*Required action:*
Nothing but an exact copy of the data should be given.

Natural language region descriptions:
☆ ☆ ☆

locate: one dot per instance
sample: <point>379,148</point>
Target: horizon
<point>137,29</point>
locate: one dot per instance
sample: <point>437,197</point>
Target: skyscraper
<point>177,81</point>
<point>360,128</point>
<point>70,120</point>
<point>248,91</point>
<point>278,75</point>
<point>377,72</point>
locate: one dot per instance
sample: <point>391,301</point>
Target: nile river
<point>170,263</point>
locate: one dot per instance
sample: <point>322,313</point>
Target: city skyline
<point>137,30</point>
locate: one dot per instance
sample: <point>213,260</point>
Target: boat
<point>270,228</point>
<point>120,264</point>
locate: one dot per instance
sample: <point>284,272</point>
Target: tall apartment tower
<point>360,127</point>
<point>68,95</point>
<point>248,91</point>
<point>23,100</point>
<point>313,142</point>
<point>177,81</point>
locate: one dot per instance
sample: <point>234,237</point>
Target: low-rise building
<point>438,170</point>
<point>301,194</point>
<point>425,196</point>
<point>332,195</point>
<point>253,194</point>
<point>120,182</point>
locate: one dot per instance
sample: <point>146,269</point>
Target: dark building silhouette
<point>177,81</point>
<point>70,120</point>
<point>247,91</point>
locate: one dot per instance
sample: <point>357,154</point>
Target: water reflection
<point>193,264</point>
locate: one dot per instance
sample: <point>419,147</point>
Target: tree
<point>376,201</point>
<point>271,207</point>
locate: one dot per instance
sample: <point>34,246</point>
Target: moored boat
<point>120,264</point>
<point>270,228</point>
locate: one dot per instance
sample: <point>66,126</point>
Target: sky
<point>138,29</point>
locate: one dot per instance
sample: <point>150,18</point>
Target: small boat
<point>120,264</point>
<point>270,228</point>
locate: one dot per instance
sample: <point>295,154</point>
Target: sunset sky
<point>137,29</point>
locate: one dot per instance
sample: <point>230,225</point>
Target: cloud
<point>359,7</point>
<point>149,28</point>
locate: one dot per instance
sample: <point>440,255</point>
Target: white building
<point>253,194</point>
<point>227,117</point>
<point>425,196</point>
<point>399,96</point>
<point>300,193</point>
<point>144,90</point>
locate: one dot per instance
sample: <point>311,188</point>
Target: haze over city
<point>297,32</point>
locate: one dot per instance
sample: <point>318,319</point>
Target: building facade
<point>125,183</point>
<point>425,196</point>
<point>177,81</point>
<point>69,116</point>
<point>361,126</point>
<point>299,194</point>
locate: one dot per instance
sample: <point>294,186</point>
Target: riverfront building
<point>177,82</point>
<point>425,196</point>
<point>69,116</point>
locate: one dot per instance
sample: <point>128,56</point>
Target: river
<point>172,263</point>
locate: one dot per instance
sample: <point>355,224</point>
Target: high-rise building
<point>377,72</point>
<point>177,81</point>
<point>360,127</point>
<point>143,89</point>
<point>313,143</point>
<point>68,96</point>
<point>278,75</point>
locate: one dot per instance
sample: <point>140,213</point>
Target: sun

☆ ☆ ☆

*Task response:*
locate: one dot per instance
sample: <point>379,148</point>
Target: horizon
<point>137,29</point>
locate: one dot per instance
sample: <point>437,197</point>
Target: skyscraper
<point>177,81</point>
<point>360,128</point>
<point>70,120</point>
<point>248,91</point>
<point>278,75</point>
<point>377,72</point>
locate: one dot per instance
sample: <point>391,301</point>
Target: nile river
<point>170,263</point>
locate: one dot per instance
sample: <point>322,313</point>
Target: city skyline
<point>137,30</point>
locate: one dot per instance
sample: <point>213,260</point>
Target: boat
<point>270,228</point>
<point>120,264</point>
locate: one dot per instance
sample: <point>284,272</point>
Target: tall apartment tower
<point>360,127</point>
<point>68,95</point>
<point>248,91</point>
<point>23,100</point>
<point>313,142</point>
<point>177,81</point>
locate: one dot per instance
sample: <point>234,237</point>
Target: low-rise building
<point>438,170</point>
<point>301,194</point>
<point>425,196</point>
<point>332,195</point>
<point>253,194</point>
<point>120,182</point>
locate: one dot per instance
sample: <point>146,269</point>
Target: dark building silhouette
<point>177,81</point>
<point>70,120</point>
<point>247,91</point>
locate: one dot per instance
sample: <point>357,154</point>
Target: water reflection
<point>193,264</point>
locate: one dot per instance
sample: <point>419,147</point>
Target: tree
<point>376,201</point>
<point>271,207</point>
locate: one dot per instance
sample: <point>34,246</point>
Target: moored boat
<point>120,264</point>
<point>270,228</point>
locate: one dot per instance
sample: <point>66,126</point>
Target: sky
<point>138,29</point>
locate: one dot per instance
sample: <point>150,18</point>
Target: small boat
<point>120,264</point>
<point>270,228</point>
locate: one dot per instance
sample: <point>295,154</point>
Target: sunset sky
<point>137,29</point>
locate: one dot per instance
sample: <point>230,225</point>
Target: cloud
<point>359,7</point>
<point>149,28</point>
locate: one dot per instance
sample: <point>440,255</point>
Target: white building
<point>253,194</point>
<point>227,117</point>
<point>425,196</point>
<point>399,96</point>
<point>300,193</point>
<point>144,90</point>
locate: one dot per instance
sample: <point>311,188</point>
Target: haze over city
<point>297,32</point>
locate: one dot per instance
sample: <point>318,319</point>
Target: building facade
<point>125,183</point>
<point>425,196</point>
<point>177,81</point>
<point>69,116</point>
<point>361,126</point>
<point>299,194</point>
locate: one dot per instance
sample: <point>294,186</point>
Target: riverfront building
<point>177,82</point>
<point>425,196</point>
<point>69,116</point>
locate: one dot per instance
sample: <point>128,56</point>
Target: river
<point>172,263</point>
locate: one dot per instance
sample: <point>355,224</point>
Target: high-rise building
<point>377,72</point>
<point>177,81</point>
<point>360,127</point>
<point>143,89</point>
<point>313,143</point>
<point>68,96</point>
<point>278,75</point>
locate: one dot per instance
sample: <point>140,213</point>
Target: sun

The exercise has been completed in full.